AIM OF THE TASK: Reproduce every record exactly as it appears, but not the pictures.

[Opening DATA section]

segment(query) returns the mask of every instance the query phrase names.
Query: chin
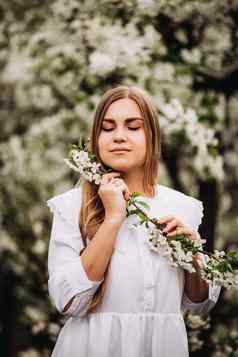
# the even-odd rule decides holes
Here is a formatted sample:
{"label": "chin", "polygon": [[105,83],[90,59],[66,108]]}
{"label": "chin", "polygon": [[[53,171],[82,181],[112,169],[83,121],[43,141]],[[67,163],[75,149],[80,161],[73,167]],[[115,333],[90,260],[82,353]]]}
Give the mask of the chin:
{"label": "chin", "polygon": [[116,164],[115,161],[114,162],[104,162],[104,165],[111,167],[113,170],[115,171],[120,171],[120,172],[128,172],[130,170],[130,167],[125,166],[123,164]]}
{"label": "chin", "polygon": [[111,165],[111,168],[115,171],[119,171],[121,173],[126,173],[129,171],[128,167],[120,166],[120,165]]}

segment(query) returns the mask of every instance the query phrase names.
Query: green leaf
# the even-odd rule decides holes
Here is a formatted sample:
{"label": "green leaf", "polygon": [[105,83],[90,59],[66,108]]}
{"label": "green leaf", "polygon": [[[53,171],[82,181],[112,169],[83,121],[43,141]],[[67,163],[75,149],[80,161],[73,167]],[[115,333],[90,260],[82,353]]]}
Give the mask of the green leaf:
{"label": "green leaf", "polygon": [[136,201],[136,203],[139,203],[141,206],[145,207],[146,209],[149,210],[150,206],[148,205],[148,203],[144,202],[144,201]]}
{"label": "green leaf", "polygon": [[139,215],[140,210],[138,208],[130,210],[130,214],[138,214]]}
{"label": "green leaf", "polygon": [[142,212],[138,212],[138,216],[141,218],[141,220],[143,220],[143,222],[146,220],[145,215]]}

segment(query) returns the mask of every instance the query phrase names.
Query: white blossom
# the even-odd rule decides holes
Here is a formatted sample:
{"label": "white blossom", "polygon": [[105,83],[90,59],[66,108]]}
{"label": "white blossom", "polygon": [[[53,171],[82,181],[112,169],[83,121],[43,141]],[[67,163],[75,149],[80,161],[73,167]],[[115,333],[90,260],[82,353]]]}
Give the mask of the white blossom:
{"label": "white blossom", "polygon": [[160,104],[160,125],[166,134],[166,140],[174,133],[183,132],[195,149],[193,166],[198,175],[203,179],[216,177],[224,180],[223,158],[216,154],[210,154],[209,148],[216,148],[218,140],[212,128],[198,121],[198,116],[192,108],[183,108],[177,98],[169,103]]}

[Closing DATA section]

RESPONSE TO THE EXERCISE:
segment(query) returns the mask of every instance the query phrase names.
Query: chin
# the even-odd rule decides holes
Here is a formatted sample:
{"label": "chin", "polygon": [[105,83],[90,59],[66,108]]}
{"label": "chin", "polygon": [[[53,171],[82,181],[112,169],[83,121],[43,141]],[[67,163],[75,149],[80,161],[73,167]],[[115,333],[90,260],[82,353]]]}
Give the mask of the chin:
{"label": "chin", "polygon": [[116,164],[115,161],[114,162],[104,162],[104,165],[111,167],[113,170],[115,171],[120,171],[120,172],[128,172],[130,170],[130,167],[125,166],[123,164]]}
{"label": "chin", "polygon": [[111,165],[111,168],[115,171],[119,171],[121,173],[126,173],[129,171],[128,167],[120,166],[120,165]]}

segment(query) returns the mask of every instance the query phrase names.
Query: green leaf
# the even-odd rule decides holes
Here is a formatted sample:
{"label": "green leaf", "polygon": [[105,83],[90,59],[66,108]]}
{"label": "green leaf", "polygon": [[[53,171],[82,181],[112,169],[83,121],[43,141]],[[67,163],[75,149],[80,161],[73,167]],[[115,333],[90,260],[82,353]]]}
Give the mask of the green leaf:
{"label": "green leaf", "polygon": [[136,201],[136,203],[139,203],[141,206],[145,207],[146,209],[149,210],[150,206],[148,205],[148,203],[144,202],[144,201]]}
{"label": "green leaf", "polygon": [[139,215],[140,210],[138,208],[130,210],[130,214],[138,214]]}
{"label": "green leaf", "polygon": [[142,212],[138,212],[138,216],[141,218],[141,220],[143,220],[143,222],[146,220],[145,215]]}

segment(query) returns the mask of every instance the query phrase names.
Query: white blossom
# the even-odd rule decides holes
Here is a formatted sample:
{"label": "white blossom", "polygon": [[105,83],[90,59],[66,108]]}
{"label": "white blossom", "polygon": [[[53,171],[82,181],[112,169],[83,121],[43,141]],[[67,163],[75,149],[80,161],[73,167]],[[115,333],[90,260],[82,353]]]}
Give the mask of the white blossom:
{"label": "white blossom", "polygon": [[160,104],[160,125],[166,134],[166,140],[174,133],[183,132],[195,149],[193,166],[198,175],[203,179],[216,177],[224,180],[223,158],[216,154],[210,154],[209,148],[216,148],[218,140],[212,128],[198,121],[198,116],[192,108],[183,108],[177,98],[169,103]]}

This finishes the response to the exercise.